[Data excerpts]

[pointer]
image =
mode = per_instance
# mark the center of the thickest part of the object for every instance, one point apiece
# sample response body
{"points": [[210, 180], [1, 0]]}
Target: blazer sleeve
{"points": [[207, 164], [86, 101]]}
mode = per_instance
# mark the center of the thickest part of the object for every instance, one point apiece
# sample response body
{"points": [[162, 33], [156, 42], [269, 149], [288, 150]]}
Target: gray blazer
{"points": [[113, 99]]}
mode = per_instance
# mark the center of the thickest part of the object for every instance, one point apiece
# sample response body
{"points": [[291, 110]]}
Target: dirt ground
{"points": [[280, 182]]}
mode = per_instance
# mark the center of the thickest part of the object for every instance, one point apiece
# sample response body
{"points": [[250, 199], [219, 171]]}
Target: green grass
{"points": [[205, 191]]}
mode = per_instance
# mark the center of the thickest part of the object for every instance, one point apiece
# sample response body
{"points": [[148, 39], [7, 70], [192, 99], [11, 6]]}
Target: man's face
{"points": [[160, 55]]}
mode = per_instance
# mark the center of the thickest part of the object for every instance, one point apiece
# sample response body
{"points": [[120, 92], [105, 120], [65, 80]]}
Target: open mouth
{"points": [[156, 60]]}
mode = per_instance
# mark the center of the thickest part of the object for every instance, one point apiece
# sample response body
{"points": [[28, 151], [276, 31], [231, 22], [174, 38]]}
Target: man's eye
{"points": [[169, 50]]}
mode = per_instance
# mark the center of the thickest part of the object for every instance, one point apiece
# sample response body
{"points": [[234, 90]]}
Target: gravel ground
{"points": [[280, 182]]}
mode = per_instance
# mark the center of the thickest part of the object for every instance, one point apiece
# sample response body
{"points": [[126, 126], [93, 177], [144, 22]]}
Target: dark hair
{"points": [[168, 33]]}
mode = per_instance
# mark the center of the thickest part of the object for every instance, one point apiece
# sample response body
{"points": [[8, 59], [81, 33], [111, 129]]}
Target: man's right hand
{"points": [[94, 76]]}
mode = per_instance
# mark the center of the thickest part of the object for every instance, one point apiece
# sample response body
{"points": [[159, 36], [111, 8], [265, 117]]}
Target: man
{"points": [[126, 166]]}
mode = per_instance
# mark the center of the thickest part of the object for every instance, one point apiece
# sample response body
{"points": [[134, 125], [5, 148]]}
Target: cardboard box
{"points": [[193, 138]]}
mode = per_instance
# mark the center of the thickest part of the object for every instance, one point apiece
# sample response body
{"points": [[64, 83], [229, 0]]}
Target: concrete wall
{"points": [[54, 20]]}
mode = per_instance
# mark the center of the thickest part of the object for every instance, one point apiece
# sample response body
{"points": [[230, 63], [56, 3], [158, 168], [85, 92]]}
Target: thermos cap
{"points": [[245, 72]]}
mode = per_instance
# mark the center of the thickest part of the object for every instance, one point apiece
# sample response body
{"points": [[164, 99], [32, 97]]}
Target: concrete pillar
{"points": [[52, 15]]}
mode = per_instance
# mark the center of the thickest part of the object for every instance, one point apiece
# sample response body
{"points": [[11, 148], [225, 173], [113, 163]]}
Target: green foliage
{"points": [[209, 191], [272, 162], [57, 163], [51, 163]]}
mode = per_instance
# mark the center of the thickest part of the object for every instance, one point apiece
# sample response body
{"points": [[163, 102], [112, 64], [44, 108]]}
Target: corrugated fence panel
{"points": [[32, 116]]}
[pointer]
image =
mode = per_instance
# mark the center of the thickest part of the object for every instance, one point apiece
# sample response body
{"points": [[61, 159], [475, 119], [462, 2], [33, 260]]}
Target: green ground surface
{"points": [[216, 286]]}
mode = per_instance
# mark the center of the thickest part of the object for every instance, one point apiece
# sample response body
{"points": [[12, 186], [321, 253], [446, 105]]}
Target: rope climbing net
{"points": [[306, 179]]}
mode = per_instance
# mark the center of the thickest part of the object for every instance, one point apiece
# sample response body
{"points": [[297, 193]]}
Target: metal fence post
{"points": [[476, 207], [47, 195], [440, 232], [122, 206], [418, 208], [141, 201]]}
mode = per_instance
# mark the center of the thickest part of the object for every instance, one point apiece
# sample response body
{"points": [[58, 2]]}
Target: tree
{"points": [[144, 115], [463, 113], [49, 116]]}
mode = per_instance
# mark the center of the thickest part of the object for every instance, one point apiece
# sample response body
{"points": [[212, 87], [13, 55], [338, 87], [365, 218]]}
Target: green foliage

The problem: All the entries above need to be repeated word for word.

Response area:
[pointer]
image =
mode = per_instance
# mark the center of the thickest part of the object for every instance, one point apiece
# sample response body
{"points": [[210, 180], [1, 0]]}
Target: blazer sleeve
{"points": [[207, 164], [86, 101]]}
mode = per_instance
# mark the center of the thickest part of the object for every instance, one point apiece
# sample response body
{"points": [[162, 33], [156, 42], [269, 149], [288, 150]]}
Target: gray blazer
{"points": [[113, 99]]}
mode = per_instance
# mark the center of the thickest part of the object for every instance, one point apiece
# sample response body
{"points": [[291, 110]]}
Target: dirt ground
{"points": [[280, 182]]}
mode = per_instance
# mark the center of the thickest part of the object for every instance, one point apiece
# sample response body
{"points": [[250, 199], [219, 171]]}
Target: green grass
{"points": [[205, 191]]}
mode = per_instance
# mark the center of the thickest part of the object for every instance, one point apiece
# sample response body
{"points": [[148, 39], [7, 70], [192, 99], [11, 6]]}
Target: man's face
{"points": [[160, 55]]}
mode = per_instance
# mark the center of the thickest part of the object for every instance, one point apiece
# sample response body
{"points": [[120, 92], [105, 120], [65, 80]]}
Target: open mouth
{"points": [[156, 60]]}
mode = per_instance
# mark the center of the thickest part of the object for every instance, one point apiece
# sample response body
{"points": [[28, 151], [276, 31], [231, 22], [174, 38]]}
Target: man's eye
{"points": [[169, 50]]}
mode = per_instance
# mark the center of the thickest part of the object for every instance, one point apiece
# sample response body
{"points": [[234, 90]]}
Target: gravel ground
{"points": [[280, 182]]}
mode = per_instance
# mark the center of the thickest part of the object for every instance, one point apiece
# sample response body
{"points": [[126, 126], [93, 177], [144, 22]]}
Target: dark hair
{"points": [[168, 33]]}
mode = per_instance
# mark the center of the thickest part of the object for every instance, one point apiece
# sample response body
{"points": [[8, 59], [81, 33], [111, 129]]}
Target: man's right hand
{"points": [[94, 76]]}
mode = per_instance
# mark the center of the thickest part of the object for every instance, one point apiece
# sample response body
{"points": [[159, 36], [111, 8], [265, 117]]}
Target: man
{"points": [[126, 166]]}
mode = per_instance
# mark the center of the thickest part of the object for every instance, one point apiece
# sample response body
{"points": [[134, 125], [5, 148]]}
Target: cardboard box
{"points": [[193, 138]]}
mode = per_instance
# mark the center of the thickest part of the object for every instance, one point apiece
# sample response body
{"points": [[64, 83], [229, 0]]}
Target: concrete wall
{"points": [[54, 20]]}
mode = per_instance
# mark the center of the thickest part of the object for every instance, one point apiece
# sample response body
{"points": [[230, 63], [56, 3], [158, 168], [85, 92]]}
Target: thermos cap
{"points": [[245, 72]]}
mode = per_instance
# mark the center of the thickest part of the object for every instance, one point apiece
# sample response body
{"points": [[164, 99], [32, 97]]}
Target: concrete pillar
{"points": [[52, 15]]}
mode = per_instance
# mark the center of the thickest part of the object for every instance, one point apiece
# sample response body
{"points": [[11, 148], [225, 173], [113, 163]]}
Target: green foliage
{"points": [[209, 191], [272, 162], [57, 163], [51, 163]]}
mode = per_instance
# mark the center of the thickest part of the object for every instance, one point apiece
# sample response body
{"points": [[163, 102], [112, 64], [44, 108]]}
Target: corrugated fence panel
{"points": [[32, 116]]}
[pointer]
image =
mode = per_instance
# mark the center of the thickest part of the object for every instance, one point apiece
# sample response body
{"points": [[61, 159], [475, 119], [462, 2], [33, 260]]}
Target: green ground surface
{"points": [[216, 286]]}
mode = per_instance
# mark the center of the thickest part of the object for every instance, one point apiece
# sample response body
{"points": [[12, 186], [321, 253], [446, 105]]}
Target: rope climbing net
{"points": [[306, 179]]}
mode = per_instance
# mark the center of the thickest part of the object for every instance, one point apiece
# sample response body
{"points": [[297, 193]]}
Target: metal fence post
{"points": [[476, 207], [47, 195], [440, 232], [122, 206], [418, 208], [141, 201]]}
mode = per_instance
# mark the center of the thickest part of the object for every instance, one point apiece
# sample response body
{"points": [[58, 2]]}
Target: tree
{"points": [[144, 115], [463, 113], [49, 116]]}
mode = per_instance
# mark the center of the thickest part of the object for every instance, one point apiece
# sample response body
{"points": [[212, 87], [13, 55], [338, 87], [365, 218]]}
Target: green foliage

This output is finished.